Problem description: List every line in the entries below that contains the word "grass". Case counts.

[Begin]

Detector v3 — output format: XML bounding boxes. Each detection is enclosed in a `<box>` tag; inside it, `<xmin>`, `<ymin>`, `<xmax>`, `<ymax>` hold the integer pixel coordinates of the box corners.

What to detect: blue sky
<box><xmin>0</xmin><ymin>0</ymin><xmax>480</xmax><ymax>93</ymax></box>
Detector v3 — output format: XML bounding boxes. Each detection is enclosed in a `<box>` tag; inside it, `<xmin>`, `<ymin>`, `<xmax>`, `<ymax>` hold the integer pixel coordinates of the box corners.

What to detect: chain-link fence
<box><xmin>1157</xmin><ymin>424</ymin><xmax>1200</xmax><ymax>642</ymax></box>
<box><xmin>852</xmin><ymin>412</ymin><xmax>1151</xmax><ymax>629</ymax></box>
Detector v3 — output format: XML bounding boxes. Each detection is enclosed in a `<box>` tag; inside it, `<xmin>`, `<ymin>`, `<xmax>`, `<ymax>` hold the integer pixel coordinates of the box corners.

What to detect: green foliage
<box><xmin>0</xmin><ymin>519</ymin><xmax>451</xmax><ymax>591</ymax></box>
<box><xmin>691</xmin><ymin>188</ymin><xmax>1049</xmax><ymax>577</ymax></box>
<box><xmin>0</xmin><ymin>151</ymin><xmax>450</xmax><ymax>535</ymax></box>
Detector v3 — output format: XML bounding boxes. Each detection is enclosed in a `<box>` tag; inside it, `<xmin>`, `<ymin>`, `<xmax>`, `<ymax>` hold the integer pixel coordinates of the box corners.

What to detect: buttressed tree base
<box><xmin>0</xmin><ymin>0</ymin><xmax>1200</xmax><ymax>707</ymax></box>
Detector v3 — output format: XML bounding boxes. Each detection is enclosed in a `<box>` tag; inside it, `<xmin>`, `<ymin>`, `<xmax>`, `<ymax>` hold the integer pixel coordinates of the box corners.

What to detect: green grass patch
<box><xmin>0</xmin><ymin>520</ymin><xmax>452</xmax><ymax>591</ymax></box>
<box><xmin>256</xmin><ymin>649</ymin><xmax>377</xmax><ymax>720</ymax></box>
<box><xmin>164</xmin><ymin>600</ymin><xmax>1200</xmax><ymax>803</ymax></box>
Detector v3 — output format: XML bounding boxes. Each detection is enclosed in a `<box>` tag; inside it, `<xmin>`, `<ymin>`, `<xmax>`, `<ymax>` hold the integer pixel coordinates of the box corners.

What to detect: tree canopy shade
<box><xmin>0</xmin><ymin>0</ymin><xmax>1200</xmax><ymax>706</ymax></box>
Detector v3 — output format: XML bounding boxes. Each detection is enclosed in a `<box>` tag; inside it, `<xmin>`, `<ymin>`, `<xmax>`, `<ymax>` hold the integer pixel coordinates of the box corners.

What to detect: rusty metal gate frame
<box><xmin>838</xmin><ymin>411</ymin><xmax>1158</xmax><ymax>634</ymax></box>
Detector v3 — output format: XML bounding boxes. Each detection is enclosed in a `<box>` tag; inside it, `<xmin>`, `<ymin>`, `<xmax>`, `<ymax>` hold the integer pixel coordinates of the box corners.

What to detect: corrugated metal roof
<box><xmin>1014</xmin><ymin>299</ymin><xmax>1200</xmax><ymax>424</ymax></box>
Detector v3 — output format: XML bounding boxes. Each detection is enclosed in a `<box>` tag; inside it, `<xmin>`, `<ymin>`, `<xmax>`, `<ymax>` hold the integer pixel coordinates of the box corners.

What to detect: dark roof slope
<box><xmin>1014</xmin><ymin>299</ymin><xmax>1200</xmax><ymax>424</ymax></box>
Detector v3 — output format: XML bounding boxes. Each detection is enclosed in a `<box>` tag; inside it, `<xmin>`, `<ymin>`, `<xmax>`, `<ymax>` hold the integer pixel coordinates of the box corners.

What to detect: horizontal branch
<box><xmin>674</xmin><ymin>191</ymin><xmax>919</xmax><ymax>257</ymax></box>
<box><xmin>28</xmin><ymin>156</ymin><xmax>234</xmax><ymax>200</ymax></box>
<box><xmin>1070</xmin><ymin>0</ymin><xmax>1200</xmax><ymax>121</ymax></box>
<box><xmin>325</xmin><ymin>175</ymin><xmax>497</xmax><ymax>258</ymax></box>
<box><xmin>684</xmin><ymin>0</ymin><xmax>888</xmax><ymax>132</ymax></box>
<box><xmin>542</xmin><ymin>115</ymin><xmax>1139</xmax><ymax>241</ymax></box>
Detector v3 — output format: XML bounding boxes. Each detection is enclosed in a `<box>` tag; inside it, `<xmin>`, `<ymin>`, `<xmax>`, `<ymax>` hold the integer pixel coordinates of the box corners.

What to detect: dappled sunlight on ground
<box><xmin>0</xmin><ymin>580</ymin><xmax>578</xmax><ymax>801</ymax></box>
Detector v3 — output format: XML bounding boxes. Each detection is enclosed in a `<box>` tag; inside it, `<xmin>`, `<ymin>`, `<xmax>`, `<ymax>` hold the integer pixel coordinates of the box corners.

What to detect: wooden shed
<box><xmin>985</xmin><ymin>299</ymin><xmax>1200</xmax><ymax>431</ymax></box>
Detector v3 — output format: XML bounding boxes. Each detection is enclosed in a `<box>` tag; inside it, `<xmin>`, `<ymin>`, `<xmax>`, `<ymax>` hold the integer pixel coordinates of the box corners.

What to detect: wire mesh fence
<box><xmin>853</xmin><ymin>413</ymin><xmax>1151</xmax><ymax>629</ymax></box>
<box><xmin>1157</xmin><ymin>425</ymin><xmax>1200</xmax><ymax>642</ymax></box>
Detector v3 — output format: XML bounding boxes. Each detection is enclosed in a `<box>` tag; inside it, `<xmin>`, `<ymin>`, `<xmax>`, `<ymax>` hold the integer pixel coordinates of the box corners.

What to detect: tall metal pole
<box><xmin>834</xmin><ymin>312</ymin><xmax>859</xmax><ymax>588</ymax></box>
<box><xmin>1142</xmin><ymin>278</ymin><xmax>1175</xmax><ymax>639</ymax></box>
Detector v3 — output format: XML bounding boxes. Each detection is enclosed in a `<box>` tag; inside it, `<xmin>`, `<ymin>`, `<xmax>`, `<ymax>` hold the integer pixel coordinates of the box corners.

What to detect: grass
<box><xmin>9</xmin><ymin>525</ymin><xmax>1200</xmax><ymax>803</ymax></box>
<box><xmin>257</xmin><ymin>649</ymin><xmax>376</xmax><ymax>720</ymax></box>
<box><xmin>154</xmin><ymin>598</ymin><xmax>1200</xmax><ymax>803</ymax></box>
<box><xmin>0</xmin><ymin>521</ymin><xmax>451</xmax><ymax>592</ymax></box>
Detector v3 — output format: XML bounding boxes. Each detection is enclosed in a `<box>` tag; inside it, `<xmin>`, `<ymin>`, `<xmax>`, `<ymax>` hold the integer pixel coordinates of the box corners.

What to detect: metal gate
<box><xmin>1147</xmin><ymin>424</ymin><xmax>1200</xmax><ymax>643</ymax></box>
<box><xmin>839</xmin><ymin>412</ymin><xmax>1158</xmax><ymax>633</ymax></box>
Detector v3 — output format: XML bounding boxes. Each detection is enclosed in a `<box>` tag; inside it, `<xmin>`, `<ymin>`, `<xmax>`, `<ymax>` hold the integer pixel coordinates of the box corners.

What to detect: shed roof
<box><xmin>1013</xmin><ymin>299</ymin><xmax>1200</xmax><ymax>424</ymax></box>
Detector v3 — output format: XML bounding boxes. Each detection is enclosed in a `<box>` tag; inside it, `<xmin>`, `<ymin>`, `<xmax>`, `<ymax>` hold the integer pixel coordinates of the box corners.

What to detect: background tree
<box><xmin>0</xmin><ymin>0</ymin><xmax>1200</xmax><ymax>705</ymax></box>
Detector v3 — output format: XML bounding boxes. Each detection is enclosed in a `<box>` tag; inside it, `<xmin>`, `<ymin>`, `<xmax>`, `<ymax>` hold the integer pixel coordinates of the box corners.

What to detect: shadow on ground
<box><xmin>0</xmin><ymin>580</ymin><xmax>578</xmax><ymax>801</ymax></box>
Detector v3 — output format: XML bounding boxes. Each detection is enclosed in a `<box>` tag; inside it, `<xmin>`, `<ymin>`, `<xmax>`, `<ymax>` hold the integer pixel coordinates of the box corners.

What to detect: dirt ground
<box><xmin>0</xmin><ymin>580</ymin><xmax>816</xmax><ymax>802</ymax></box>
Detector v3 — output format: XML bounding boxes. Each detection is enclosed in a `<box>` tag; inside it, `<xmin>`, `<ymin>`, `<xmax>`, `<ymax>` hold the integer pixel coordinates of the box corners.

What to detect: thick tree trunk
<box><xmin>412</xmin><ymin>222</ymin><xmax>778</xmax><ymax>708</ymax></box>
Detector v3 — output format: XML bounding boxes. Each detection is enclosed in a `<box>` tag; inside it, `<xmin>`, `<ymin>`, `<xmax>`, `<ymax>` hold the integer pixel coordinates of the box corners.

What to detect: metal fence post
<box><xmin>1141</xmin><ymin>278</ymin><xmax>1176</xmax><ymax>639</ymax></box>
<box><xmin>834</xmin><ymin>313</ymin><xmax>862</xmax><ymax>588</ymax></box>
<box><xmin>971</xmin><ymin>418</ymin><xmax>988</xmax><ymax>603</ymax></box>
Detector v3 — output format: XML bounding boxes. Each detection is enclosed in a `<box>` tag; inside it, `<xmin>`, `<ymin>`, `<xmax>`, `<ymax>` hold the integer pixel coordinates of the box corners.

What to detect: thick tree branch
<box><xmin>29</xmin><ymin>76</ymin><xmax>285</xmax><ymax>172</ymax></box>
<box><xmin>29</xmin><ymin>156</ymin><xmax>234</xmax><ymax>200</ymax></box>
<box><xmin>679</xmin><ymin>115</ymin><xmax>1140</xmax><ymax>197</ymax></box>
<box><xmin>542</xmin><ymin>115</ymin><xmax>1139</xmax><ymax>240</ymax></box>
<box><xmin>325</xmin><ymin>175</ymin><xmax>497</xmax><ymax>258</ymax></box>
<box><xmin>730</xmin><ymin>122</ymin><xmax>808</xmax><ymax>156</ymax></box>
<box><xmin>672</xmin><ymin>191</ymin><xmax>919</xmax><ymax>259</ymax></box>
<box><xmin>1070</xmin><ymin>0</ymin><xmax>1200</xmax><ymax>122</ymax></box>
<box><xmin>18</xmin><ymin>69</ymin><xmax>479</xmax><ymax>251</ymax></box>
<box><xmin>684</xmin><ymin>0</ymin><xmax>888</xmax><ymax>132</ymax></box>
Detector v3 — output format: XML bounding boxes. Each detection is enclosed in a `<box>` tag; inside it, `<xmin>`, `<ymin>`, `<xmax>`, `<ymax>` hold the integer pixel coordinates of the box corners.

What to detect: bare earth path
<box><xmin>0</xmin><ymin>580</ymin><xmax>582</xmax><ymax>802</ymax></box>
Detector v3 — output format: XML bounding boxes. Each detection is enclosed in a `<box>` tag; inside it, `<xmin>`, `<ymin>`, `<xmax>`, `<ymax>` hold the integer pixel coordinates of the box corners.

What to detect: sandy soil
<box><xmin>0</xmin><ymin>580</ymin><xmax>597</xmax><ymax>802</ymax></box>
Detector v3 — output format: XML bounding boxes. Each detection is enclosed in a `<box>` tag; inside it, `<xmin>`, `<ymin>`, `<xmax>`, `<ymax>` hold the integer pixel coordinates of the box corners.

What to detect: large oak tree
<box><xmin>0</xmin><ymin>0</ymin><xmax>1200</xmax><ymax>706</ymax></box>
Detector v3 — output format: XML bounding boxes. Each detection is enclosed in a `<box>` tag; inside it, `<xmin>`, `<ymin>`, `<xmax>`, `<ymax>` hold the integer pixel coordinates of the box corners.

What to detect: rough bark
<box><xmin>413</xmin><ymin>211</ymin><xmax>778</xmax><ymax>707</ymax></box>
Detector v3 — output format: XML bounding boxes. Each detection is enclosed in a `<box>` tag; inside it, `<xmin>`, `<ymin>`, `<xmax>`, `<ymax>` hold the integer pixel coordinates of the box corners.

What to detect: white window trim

[End]

Complete output:
What to detect: green grass patch
What to detect: grass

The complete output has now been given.